WHAT YOU WILL DO:
Render this sentence from the forum thread in Spanish: "I don't think you can safely memcmp a structure to test for equality."

SOURCE EXCERPT:
11

If I have two C structures initialised to have identical members, can I guarantee that:

memcmp(&struct1, &struct2, sizeof(my_struct))

will always return zero?

simonc
  • 41,632
  • 12
  • 85
  • 103
Sparky
  • 2,694
  • 3
  • 21
  • 31

5 Answers5

10

I don't think you can safely memcmp a structure to test for equality.

From C11 §6.2.6.6 Representations of types

When a value is stored in an object of structure or union type, including in a member object, the bytes of the object representation that correspond to any padding bytes take unspecified values.

This implies that you'd need to write a function which compares individual elements of the structure

int my_struct_equals(my_struct* s1, my_struct* s2)
{
    if (s1->intval == s2->intval &&
        strcmp(s1->strval, s2->strval) == 0 && 
        s1->binlen == s2->binlen &&
        memcmp(s1->binval, s2->binval, s1->binlen) == 0 &&
        ...

Coordinate records with annotations
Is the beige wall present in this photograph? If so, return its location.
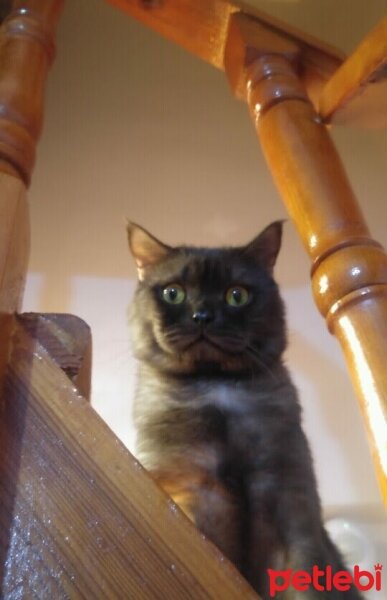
[25,0,387,572]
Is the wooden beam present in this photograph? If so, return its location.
[0,322,257,600]
[107,0,344,102]
[18,313,91,399]
[319,17,387,129]
[226,16,387,504]
[0,0,64,184]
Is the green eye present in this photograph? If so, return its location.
[226,285,250,307]
[163,283,186,304]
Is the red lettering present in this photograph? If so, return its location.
[312,565,327,592]
[375,569,382,592]
[292,571,312,592]
[333,571,352,592]
[325,565,332,592]
[267,569,292,598]
[353,565,374,592]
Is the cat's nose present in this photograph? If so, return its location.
[192,308,214,325]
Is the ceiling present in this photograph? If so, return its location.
[30,0,387,302]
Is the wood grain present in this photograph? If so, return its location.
[108,0,344,102]
[0,323,257,600]
[319,17,387,128]
[0,0,64,184]
[226,24,387,504]
[19,313,92,400]
[0,171,30,389]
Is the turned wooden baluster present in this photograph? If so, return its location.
[226,14,387,502]
[0,0,64,380]
[0,0,64,184]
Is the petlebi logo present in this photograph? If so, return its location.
[267,563,383,598]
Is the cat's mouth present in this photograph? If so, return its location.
[184,331,243,354]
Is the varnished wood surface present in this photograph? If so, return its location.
[19,313,92,399]
[0,171,30,384]
[0,0,64,184]
[226,21,387,504]
[319,17,387,128]
[107,0,344,102]
[0,322,256,600]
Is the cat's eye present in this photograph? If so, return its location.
[226,285,250,307]
[163,283,186,304]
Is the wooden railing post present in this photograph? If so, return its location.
[0,0,64,380]
[226,15,387,502]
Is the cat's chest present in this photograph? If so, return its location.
[196,383,251,416]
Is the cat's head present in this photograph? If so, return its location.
[128,221,286,373]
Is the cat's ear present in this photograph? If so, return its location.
[243,221,284,273]
[127,221,172,281]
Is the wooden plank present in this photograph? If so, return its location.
[0,322,256,600]
[107,0,344,102]
[19,313,91,399]
[0,0,64,184]
[319,17,387,128]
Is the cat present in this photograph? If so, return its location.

ANSWER:
No creo que se pueda usar memcmp de forma segura con una estructura para comprobar la igualdad.